BEGIN

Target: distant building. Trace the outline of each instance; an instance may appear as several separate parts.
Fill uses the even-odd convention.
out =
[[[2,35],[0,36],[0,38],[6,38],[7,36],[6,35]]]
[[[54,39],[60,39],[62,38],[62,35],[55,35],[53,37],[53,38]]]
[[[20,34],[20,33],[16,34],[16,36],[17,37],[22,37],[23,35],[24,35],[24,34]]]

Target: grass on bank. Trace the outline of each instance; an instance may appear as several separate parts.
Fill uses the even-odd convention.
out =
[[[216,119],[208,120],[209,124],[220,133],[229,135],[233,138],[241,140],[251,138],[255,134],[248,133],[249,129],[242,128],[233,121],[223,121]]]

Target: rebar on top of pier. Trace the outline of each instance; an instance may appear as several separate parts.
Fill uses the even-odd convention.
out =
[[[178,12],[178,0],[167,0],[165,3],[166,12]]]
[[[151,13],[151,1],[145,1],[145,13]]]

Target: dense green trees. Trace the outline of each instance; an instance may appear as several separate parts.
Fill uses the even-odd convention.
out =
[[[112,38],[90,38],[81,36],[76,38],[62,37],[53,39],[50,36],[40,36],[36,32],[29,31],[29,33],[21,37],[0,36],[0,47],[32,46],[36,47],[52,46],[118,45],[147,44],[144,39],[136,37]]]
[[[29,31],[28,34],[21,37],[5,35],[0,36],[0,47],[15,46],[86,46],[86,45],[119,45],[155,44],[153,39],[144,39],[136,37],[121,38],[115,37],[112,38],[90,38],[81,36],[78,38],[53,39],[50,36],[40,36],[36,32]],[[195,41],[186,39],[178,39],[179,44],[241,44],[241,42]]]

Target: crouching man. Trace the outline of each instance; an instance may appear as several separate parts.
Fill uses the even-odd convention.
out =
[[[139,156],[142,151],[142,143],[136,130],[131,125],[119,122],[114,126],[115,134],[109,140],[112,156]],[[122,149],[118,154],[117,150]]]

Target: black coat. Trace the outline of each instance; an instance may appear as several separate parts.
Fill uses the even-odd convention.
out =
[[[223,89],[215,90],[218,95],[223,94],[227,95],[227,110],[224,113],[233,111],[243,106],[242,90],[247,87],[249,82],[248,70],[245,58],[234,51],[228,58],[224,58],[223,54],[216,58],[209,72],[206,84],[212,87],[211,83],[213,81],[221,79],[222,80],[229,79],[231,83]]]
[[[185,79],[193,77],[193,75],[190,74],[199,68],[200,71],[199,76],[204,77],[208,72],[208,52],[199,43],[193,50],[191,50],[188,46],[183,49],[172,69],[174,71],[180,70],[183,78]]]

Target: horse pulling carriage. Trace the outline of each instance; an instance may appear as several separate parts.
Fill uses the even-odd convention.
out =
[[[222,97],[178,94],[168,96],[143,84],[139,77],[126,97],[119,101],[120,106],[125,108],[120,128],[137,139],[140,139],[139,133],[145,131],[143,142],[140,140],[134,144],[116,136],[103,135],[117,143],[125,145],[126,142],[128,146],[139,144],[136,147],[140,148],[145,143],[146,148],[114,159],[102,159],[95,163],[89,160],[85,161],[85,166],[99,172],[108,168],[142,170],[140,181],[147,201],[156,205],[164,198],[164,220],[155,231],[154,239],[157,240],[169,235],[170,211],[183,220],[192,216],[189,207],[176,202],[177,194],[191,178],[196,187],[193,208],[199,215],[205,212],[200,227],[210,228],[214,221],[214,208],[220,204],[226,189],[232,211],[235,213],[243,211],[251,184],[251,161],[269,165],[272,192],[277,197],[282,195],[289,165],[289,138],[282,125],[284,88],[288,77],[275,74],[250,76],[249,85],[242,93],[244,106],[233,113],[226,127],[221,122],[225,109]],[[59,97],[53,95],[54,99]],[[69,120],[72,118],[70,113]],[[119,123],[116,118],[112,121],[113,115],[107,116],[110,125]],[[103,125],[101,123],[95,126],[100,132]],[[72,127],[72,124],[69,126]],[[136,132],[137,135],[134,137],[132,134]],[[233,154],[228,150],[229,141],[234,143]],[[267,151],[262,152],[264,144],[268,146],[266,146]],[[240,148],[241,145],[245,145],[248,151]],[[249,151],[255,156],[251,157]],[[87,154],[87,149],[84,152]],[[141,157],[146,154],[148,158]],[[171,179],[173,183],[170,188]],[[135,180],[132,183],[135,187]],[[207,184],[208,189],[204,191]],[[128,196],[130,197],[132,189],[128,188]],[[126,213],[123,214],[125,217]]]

END

EXERCISE GOAL:
Copy every line of the material above word for word, changing nothing.

WRITTEN ANSWER:
Target: distant building. Trace the outline of each instance; an instance may appear as several separate parts.
Fill uses the even-odd convention.
out =
[[[2,35],[0,36],[0,38],[6,38],[7,36],[6,35]]]
[[[54,39],[60,39],[62,38],[62,35],[55,35],[53,37],[53,38]]]
[[[20,34],[20,33],[16,34],[16,36],[17,37],[22,37],[23,35],[24,35],[24,34]]]

Target: grass on bank. Trace the outline of each instance; an instance may appear as several separate parts.
Fill uses the even-odd convention.
out =
[[[216,119],[208,120],[209,124],[220,133],[229,135],[233,138],[241,140],[251,138],[255,134],[248,133],[249,129],[242,128],[233,121],[223,121]]]

Target: rebar on top of pier. Trace the outline of each instance; an instance may appear as several separate parts.
Fill uses the even-odd convention.
out =
[[[178,12],[178,0],[167,0],[165,3],[166,12]]]
[[[151,13],[151,1],[145,1],[145,13]]]

Target: dense green trees. Trace the outline of each instance; an instance may appear as several separate parts.
Fill uses the even-odd convention.
out =
[[[112,38],[90,38],[81,36],[76,38],[62,37],[53,39],[50,36],[40,36],[36,32],[29,31],[29,33],[21,37],[0,36],[0,47],[32,46],[36,47],[52,46],[118,45],[147,44],[144,39],[136,37]]]
[[[29,31],[28,34],[21,37],[5,35],[0,36],[0,47],[15,46],[86,46],[86,45],[119,45],[155,44],[153,39],[144,39],[136,37],[121,38],[115,37],[112,38],[90,38],[81,36],[78,38],[53,39],[50,36],[40,36],[36,32]],[[195,41],[186,39],[178,39],[179,44],[241,44],[241,42]]]

Target: crouching man. Trace the outline of each instance; an instance may appear as several separate parts.
Fill uses the even-odd convention.
out =
[[[139,156],[142,151],[142,143],[136,130],[131,125],[119,122],[114,126],[115,134],[109,140],[112,156]],[[122,149],[118,154],[117,150]]]

Target: black coat. Trace the outline of each instance; an instance may appear as several separate parts.
Fill uses the even-odd convention.
out =
[[[223,89],[215,90],[218,95],[223,94],[227,95],[227,110],[224,113],[233,111],[243,106],[242,90],[247,87],[249,82],[248,70],[245,58],[234,51],[228,58],[224,58],[223,54],[216,58],[209,72],[206,84],[212,87],[211,83],[213,81],[221,79],[222,80],[229,79],[231,83]]]
[[[185,79],[193,77],[193,75],[190,74],[199,68],[200,71],[199,76],[204,77],[208,72],[208,52],[199,43],[193,50],[191,50],[188,46],[183,49],[172,69],[174,71],[180,70],[183,78]]]

Target: horse pulling carriage. Trace the outline of each instance; an instance may appear as several separate parts.
Fill uses the even-odd convention.
out =
[[[222,97],[178,94],[168,96],[143,84],[139,77],[126,97],[119,101],[120,106],[125,108],[120,128],[137,139],[140,139],[139,133],[145,131],[143,142],[140,140],[134,144],[116,136],[103,135],[117,143],[125,145],[126,142],[128,146],[139,144],[136,147],[140,148],[145,143],[146,148],[114,159],[102,159],[95,163],[89,160],[85,161],[85,166],[99,172],[108,168],[142,170],[140,181],[147,201],[156,205],[164,198],[164,220],[155,231],[154,239],[157,240],[169,235],[170,211],[183,220],[192,216],[189,207],[176,202],[177,194],[191,178],[196,187],[193,208],[199,215],[205,212],[200,227],[210,228],[214,221],[214,208],[220,204],[226,189],[232,211],[235,213],[243,211],[251,184],[251,161],[269,165],[272,192],[277,197],[282,195],[289,165],[289,138],[282,125],[284,88],[288,77],[275,74],[250,76],[249,85],[242,93],[244,106],[233,113],[226,127],[221,122],[225,109]],[[59,97],[53,95],[54,99]],[[69,120],[72,118],[70,113]],[[119,123],[116,118],[112,121],[113,115],[107,116],[110,125]],[[103,125],[101,123],[95,126],[100,132]],[[72,127],[72,124],[69,126]],[[136,132],[137,135],[134,137],[132,134]],[[233,154],[228,150],[229,141],[234,143]],[[267,151],[262,152],[264,144],[268,146],[266,146]],[[240,148],[241,145],[245,145],[248,151]],[[249,151],[255,156],[251,157]],[[87,154],[87,149],[84,152]],[[141,157],[146,154],[148,158]],[[171,179],[173,183],[170,188]],[[135,180],[132,183],[135,187]],[[207,184],[208,189],[204,191]],[[128,196],[130,197],[132,189],[128,188]],[[126,213],[123,214],[125,217]]]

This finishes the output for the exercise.